### Activity
The complete listing should be transcribed precisely.

### Data excerpts
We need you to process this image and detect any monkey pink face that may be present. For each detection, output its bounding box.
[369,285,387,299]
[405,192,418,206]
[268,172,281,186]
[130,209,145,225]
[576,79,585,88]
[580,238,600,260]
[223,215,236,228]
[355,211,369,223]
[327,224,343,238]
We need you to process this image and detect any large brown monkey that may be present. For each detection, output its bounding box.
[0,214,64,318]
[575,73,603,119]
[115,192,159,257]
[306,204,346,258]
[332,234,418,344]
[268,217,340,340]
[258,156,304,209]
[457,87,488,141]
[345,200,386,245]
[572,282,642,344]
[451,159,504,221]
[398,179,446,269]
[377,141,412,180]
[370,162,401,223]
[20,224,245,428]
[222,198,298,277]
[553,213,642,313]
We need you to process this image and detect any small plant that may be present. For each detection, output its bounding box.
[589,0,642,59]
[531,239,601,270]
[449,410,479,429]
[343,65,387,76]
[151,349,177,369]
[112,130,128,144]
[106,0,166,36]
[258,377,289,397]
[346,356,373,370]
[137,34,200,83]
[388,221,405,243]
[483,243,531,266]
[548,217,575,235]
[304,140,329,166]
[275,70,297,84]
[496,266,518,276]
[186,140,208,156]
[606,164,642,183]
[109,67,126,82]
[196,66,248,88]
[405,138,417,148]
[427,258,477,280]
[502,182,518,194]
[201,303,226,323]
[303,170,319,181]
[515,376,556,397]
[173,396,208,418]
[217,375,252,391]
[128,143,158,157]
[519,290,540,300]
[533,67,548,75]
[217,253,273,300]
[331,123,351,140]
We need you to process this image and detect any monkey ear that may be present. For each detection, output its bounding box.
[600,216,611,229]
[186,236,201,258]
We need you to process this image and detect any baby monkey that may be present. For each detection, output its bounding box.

### Response below
We need you to process this image and detect any monkey pink face that may be present. For each detection, output its bounding box.
[369,285,387,299]
[405,192,418,206]
[268,172,281,186]
[130,209,145,225]
[576,79,585,88]
[580,238,600,260]
[223,215,236,228]
[355,211,369,223]
[327,224,343,238]
We need you to process this image and detect any large brown monkey that may be present. For each detection, output its bounding box.
[0,214,64,318]
[575,73,603,119]
[115,192,159,257]
[306,204,346,258]
[332,234,418,344]
[268,217,340,340]
[258,156,304,209]
[457,87,488,141]
[345,200,386,245]
[572,282,642,344]
[451,159,504,221]
[398,179,446,269]
[377,141,412,180]
[370,162,401,223]
[20,224,245,428]
[222,198,298,277]
[553,213,642,313]
We need you to process this image and detect any small plant that may be present. For each detection, output its bounding box.
[589,0,642,59]
[531,239,601,270]
[449,410,479,429]
[343,65,387,76]
[151,349,177,369]
[112,130,128,144]
[106,0,166,36]
[258,377,289,397]
[346,356,373,370]
[137,34,200,83]
[388,221,405,243]
[483,243,531,266]
[548,217,575,235]
[304,140,329,166]
[275,70,297,84]
[496,266,518,276]
[186,140,208,156]
[606,164,642,183]
[109,67,126,82]
[196,66,248,88]
[405,138,417,148]
[427,258,477,280]
[502,182,518,194]
[201,303,226,323]
[303,170,319,181]
[515,376,556,397]
[173,396,208,418]
[217,375,252,391]
[128,143,158,157]
[519,290,540,300]
[533,67,548,75]
[217,253,273,300]
[331,123,351,140]
We need you to process this image and detect any monkey ear that may be present. For each detection, output its bounding box.
[600,216,611,229]
[186,236,201,258]
We need you to process this image and detect any baby monkey that may be present. For each detection, output its bounding box.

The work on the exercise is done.